[START]
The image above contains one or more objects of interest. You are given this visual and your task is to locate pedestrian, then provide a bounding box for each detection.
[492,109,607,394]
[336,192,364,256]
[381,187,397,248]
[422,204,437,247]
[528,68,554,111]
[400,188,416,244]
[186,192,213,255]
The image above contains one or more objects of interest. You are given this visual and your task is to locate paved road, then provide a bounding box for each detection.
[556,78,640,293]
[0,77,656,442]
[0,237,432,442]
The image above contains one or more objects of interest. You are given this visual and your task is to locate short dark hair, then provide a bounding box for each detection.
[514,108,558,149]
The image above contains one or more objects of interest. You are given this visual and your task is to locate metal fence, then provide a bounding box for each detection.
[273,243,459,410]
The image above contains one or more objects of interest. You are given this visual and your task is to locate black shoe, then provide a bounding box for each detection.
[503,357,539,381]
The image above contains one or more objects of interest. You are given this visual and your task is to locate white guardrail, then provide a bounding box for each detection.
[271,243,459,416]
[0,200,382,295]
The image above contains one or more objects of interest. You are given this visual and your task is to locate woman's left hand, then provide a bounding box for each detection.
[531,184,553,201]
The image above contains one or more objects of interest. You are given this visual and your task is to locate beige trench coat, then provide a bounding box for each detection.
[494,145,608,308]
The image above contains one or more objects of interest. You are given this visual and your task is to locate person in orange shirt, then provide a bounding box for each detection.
[END]
[START]
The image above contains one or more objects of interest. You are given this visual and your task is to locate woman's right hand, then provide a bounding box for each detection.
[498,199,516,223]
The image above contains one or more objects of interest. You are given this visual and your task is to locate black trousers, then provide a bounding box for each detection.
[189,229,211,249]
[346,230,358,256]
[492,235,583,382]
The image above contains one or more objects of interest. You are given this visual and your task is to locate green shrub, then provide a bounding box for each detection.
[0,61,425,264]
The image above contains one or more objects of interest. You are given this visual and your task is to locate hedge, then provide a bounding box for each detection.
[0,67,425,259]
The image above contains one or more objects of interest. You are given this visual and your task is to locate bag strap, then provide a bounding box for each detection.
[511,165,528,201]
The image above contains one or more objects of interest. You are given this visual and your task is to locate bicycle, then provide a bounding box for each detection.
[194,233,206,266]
[END]
[START]
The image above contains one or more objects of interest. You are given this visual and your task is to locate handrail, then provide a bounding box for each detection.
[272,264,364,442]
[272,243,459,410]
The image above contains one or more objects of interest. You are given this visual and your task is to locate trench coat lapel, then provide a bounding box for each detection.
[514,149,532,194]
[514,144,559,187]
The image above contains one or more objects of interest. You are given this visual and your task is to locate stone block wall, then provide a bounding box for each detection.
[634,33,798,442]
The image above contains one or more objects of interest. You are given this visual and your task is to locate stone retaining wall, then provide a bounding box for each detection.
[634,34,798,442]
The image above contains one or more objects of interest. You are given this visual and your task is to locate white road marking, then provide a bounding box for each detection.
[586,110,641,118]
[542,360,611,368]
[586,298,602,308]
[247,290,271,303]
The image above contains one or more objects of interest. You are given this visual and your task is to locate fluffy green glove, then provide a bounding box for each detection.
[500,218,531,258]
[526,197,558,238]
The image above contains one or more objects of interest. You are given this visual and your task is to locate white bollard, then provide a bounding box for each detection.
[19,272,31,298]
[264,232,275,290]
[END]
[WHAT TO PRODUCE]:
Reproduce, without any alteration, the portion of the data that opens with the line containing "locate stone block" and closes with the line containing "[264,232,275,290]", including both of those lines.

[ANSWER BELOW]:
The image above contains one or more objects of interest. You are given this visual and your task is to locate stone block wall, then provide a bounding box for each detection.
[634,33,798,442]
The image above contains one or more objects of interest. You are given this visual and your task is to locate stone retaining wall, then provide a bounding box for each detection.
[634,34,798,442]
The image above contains one or more objects of interest. You are given this visual and your task is to locate white road marking, then provide a bounding box for each detection.
[586,110,641,118]
[542,360,611,368]
[586,298,602,308]
[247,290,271,303]
The image above contains one or more objects of interest. You are given this visual and your task is to locate fluffy green glove, then provide a bounding box for each detection.
[500,218,531,258]
[526,197,558,238]
The image above contains one or more objects of interest. You are given this visual and your task is to locate white bollard, then provide a bounding box for each detection.
[19,272,31,298]
[264,232,275,290]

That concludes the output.